Start of SOURCE DATA

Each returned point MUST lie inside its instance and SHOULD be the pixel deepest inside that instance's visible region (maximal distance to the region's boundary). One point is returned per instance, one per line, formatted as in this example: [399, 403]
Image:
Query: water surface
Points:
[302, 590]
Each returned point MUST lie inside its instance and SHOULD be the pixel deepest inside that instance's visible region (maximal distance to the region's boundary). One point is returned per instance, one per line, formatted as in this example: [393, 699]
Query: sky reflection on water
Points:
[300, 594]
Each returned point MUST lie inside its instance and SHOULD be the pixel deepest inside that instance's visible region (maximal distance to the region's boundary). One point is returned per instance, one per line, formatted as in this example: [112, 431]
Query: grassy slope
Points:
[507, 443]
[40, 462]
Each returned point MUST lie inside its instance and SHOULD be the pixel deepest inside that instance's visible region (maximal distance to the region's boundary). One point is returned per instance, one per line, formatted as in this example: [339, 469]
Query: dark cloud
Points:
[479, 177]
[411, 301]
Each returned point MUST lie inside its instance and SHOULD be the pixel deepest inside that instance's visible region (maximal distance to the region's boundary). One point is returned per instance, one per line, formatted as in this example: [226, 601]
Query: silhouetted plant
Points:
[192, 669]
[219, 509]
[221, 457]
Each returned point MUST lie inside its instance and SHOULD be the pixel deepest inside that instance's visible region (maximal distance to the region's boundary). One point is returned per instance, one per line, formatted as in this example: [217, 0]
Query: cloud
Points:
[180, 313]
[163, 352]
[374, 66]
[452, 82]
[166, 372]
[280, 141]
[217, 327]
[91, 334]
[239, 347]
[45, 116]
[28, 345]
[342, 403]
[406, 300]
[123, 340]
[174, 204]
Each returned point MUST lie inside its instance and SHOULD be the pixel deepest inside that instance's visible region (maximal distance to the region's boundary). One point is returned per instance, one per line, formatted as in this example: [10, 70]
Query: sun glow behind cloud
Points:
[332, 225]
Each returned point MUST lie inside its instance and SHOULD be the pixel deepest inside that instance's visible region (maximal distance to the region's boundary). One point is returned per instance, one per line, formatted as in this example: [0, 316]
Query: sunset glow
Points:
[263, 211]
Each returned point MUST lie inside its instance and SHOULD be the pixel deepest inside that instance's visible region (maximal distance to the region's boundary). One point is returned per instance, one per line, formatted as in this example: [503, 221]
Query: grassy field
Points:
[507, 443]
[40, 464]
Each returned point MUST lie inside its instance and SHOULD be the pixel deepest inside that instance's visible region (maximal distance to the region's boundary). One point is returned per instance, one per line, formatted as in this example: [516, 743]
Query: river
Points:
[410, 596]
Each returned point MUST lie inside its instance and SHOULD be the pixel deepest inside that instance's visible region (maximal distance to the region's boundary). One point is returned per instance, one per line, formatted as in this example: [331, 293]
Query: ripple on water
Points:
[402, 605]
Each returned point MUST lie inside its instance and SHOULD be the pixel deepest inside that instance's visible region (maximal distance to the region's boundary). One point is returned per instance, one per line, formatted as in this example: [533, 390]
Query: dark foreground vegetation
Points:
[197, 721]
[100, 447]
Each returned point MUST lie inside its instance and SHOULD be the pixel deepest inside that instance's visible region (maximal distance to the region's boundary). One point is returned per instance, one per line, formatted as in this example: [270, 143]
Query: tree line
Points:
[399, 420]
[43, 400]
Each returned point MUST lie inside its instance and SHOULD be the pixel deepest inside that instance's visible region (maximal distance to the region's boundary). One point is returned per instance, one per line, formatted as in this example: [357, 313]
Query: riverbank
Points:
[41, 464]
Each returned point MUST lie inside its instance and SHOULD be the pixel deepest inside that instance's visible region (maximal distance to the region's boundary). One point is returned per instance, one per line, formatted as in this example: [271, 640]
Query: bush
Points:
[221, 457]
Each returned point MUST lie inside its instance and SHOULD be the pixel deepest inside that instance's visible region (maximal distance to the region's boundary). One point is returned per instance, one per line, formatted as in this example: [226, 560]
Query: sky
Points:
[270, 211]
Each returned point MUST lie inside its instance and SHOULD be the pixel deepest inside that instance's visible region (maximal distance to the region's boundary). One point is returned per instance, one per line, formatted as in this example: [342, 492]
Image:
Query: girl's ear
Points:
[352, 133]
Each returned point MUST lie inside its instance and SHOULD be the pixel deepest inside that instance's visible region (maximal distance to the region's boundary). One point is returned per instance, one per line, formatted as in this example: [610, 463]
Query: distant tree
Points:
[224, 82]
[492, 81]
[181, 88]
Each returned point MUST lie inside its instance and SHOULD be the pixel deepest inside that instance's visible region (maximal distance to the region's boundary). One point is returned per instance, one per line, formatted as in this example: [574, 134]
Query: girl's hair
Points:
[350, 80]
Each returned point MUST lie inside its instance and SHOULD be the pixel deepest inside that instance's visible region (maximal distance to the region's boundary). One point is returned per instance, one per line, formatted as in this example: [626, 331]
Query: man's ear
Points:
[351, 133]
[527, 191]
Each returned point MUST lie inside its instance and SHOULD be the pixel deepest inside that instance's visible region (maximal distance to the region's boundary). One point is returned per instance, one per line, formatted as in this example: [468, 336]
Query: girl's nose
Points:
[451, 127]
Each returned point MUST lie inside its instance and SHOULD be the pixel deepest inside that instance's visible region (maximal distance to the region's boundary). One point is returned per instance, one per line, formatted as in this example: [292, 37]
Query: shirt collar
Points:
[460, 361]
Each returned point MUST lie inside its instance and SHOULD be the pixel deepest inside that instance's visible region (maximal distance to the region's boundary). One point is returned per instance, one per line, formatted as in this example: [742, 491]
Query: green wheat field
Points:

End of SOURCE DATA

- [WHAT THE TASK ASKS]: I'd like all of the entries written out again exactly as they appear above.

- [COMPLETED TASK]:
Each returned point MUST lie inside its instance and SHOULD be the pixel deepest inside that instance's visible region (maximal distance to the region's boundary). One point is returned per instance, one per line, formatted as in this example: [399, 403]
Image:
Query: water surface
Points:
[302, 590]
Each returned point MUST lie inside its instance and SHOULD be the pixel deepest inside that instance's visible region (maximal distance to the region's boundary). One point is returned per instance, one per line, formatted as in this example: [393, 699]
Query: sky reflection on water
Points:
[300, 594]
Each returned point MUST lie inside its instance and SHOULD be the pixel deepest inside that instance's visible region (maximal distance to the region's boundary). One point is returned per instance, one per line, formatted as in this example: [112, 431]
Query: grassy slope
Points:
[507, 443]
[40, 462]
Each returned point MUST lie inside its instance and SHOULD be the pixel deepest inside that instance's visible region (maximal distance to the region's boundary). One point is returned per instance, one per line, formatted as in this example: [339, 469]
Query: dark cloud
Points:
[479, 177]
[411, 301]
Each returned point MUST lie inside its instance and SHOULD be the pixel deepest inside that instance's visible region (maximal distance to the region's boundary). One point is returned per instance, one per line, formatted as in this example: [226, 601]
Query: silhouetted plant
Points:
[192, 669]
[219, 509]
[221, 457]
Each returned point MUST lie inside its instance and SHOULD be the pixel deepest inside that instance's visible region (maximal distance to the region's boundary). One point is returned per instance, one per line, formatted as in this example: [217, 0]
Query: cloud
Points:
[180, 313]
[163, 352]
[374, 66]
[452, 82]
[166, 372]
[280, 141]
[217, 327]
[91, 334]
[239, 347]
[45, 116]
[28, 345]
[342, 403]
[406, 300]
[123, 340]
[174, 204]
Each returned point MUST lie inside its instance and SHOULD be the pixel deepest inside that instance's visible region (maximal distance to the region's boundary). One point is returned per instance, one per line, formatted as in this example: [10, 70]
Query: sun glow behind cloud
Points:
[332, 225]
Each returned point MUST lie inside its instance and SHOULD be the pixel deepest inside that instance's visible region (maximal distance to the region's boundary). One point is returned per instance, one per line, formatted as in this example: [0, 316]
Query: sunset glow
Points:
[263, 211]
Each returned point MUST lie inside its instance and SHOULD be the pixel deepest inside that instance's visible region (maximal distance to the region's boundary). One point is returned per instance, one per line, formatted as in this example: [503, 221]
Query: grassy field
Points:
[507, 443]
[40, 464]
Each returned point MUST lie inside its instance and SHOULD be the pixel deepest inside that instance's visible region (maximal distance to the region's boundary). One point is returned per instance, one per line, formatted as in this example: [516, 743]
Query: river
Points:
[410, 596]
Each returned point MUST lie inside its instance and SHOULD be the pixel deepest inside that instance's visible region (maximal distance to the region's boundary). One point is returned per instance, one per line, formatted as in this example: [331, 293]
Query: ripple on water
Points:
[402, 605]
Each returned point MUST lie inside its instance and SHOULD be the pixel deepest inside that instance's visible region (maximal distance to the region's boundary). One point is returned per instance, one per line, formatted as in this example: [533, 390]
Query: dark foreground vegetation
Points:
[197, 721]
[100, 447]
Each returned point MUST lie inside its instance and SHOULD be the pixel deepest inside that instance's visible region (maximal distance to the region's boundary). One point is returned per instance, one per line, formatted as in this example: [270, 143]
Query: tree line
Points:
[399, 420]
[43, 400]
Each returned point MUST lie inside its instance and SHOULD be the pixel deepest inside that instance's visible region (maximal distance to the region's boundary). One point is returned per instance, one per line, formatted as in this example: [357, 313]
Query: riverbank
Points:
[41, 464]
Each returned point MUST lie inside its instance and SHOULD be the pixel deepest inside that instance's visible region (maximal distance to the region's boundary). One point is returned per instance, one per line, formatted as in this example: [271, 640]
Query: bush
Points:
[221, 457]
Each returned point MUST lie inside its instance and SHOULD be the pixel deepest inside that instance's visible region (maximal distance to the region's boundary). One point is returned per instance, one per line, formatted as in this example: [226, 560]
Query: sky
Points:
[270, 211]
Each returned point MUST lie inside its instance and SHOULD be the pixel deepest inside that instance's visible region (maximal distance to the region's boundary). One point is returned per instance, one per line, formatted as in this example: [342, 492]
Image:
Query: girl's ear
Points:
[352, 133]
Each returned point MUST lie inside its instance and SHOULD be the pixel deepest inside that instance's visible region (maximal distance to the region's boundary). One point is returned per instance, one per line, formatted as in this example: [610, 463]
Query: distant tree
Points:
[224, 82]
[492, 81]
[181, 88]
Each returned point MUST lie inside its instance and SHOULD be the pixel deepest inside that instance's visible region (maximal distance to the region's boundary). One point is returned per instance, one per line, formatted as in this example: [574, 134]
Query: girl's hair
Points:
[350, 80]
Each returned point MUST lie inside its instance and SHOULD be the pixel deepest inside that instance's visible region (maximal distance to the region's boundary). One point is returned per instance, one per line, formatted as in this example: [626, 331]
Query: man's ear
Points:
[351, 133]
[527, 191]
Each returned point MUST lie inside its instance and SHOULD be the pixel deepest inside that instance's visible region (maximal distance to the region's boundary). One point is returned per instance, one per line, formatted as in this example: [468, 336]
Query: girl's nose
Points:
[451, 127]
Each returned point MUST lie inside its instance and SHOULD be the pixel deepest inside that instance's visible region (maximal distance to the region's boundary). One point is returned per instance, one per line, formatted as in this example: [292, 37]
Query: shirt collar
Points:
[460, 361]
Each returned point MUST lie inside its instance and SHOULD be the pixel deepest inside that instance's visible region (maximal distance to the region's boundary). One point is returned per instance, one per line, formatted as in this example: [742, 491]
Query: green wheat field
Points:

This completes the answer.